After locating the line that contains "box: [116, 322, 241, 361]" in the records below, write out exactly that line and each line after it through the one that contains "positive clicks: (937, 466)", and nothing else.

_ _ _ _

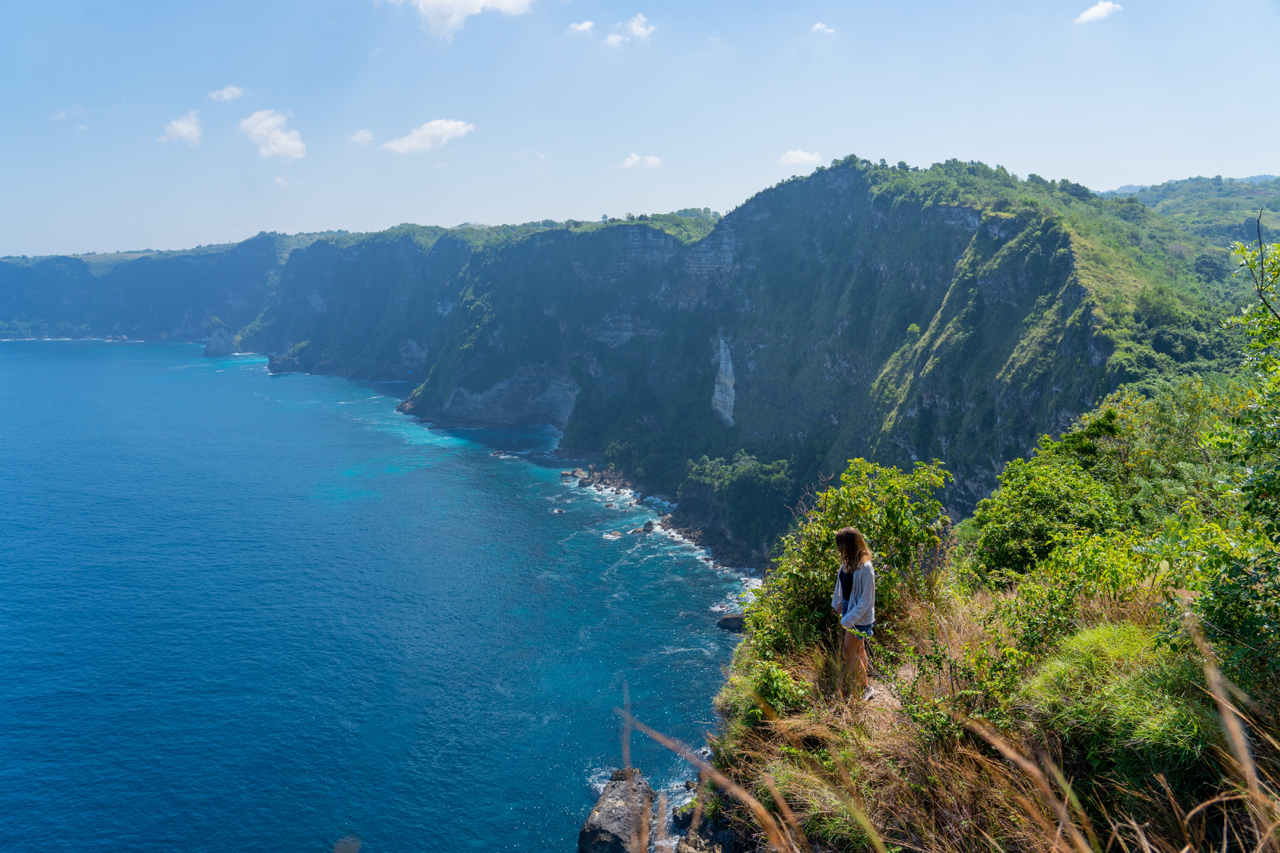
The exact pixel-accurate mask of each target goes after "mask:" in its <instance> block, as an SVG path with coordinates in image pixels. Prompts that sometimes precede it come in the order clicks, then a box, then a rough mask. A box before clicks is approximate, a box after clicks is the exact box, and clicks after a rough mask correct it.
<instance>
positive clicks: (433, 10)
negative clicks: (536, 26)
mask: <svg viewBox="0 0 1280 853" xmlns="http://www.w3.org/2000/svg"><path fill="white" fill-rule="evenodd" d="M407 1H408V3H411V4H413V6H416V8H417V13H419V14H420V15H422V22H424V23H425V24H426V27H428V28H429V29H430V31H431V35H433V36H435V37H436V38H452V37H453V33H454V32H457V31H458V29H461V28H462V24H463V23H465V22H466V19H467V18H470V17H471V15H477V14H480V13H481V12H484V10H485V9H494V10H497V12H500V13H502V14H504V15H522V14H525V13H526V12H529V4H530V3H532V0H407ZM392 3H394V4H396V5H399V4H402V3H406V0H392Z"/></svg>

_ _ _ _

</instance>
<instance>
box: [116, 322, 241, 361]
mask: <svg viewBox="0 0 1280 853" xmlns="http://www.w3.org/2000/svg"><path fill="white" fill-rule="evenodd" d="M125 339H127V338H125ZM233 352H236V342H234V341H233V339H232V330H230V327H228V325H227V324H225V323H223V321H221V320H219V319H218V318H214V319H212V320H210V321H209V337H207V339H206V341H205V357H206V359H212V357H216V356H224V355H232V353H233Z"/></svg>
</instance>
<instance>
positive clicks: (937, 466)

_ _ _ _

## COMPLETED TASK
box: [116, 322, 241, 361]
mask: <svg viewBox="0 0 1280 853" xmlns="http://www.w3.org/2000/svg"><path fill="white" fill-rule="evenodd" d="M125 339H127V338H125ZM233 352H236V342H234V341H233V339H232V330H230V327H228V325H227V324H225V323H223V321H221V320H219V319H218V318H214V319H212V320H210V321H209V337H207V339H206V341H205V357H206V359H212V357H216V356H224V355H232V353H233Z"/></svg>
</instance>
<instance>
positive clicks: (937, 466)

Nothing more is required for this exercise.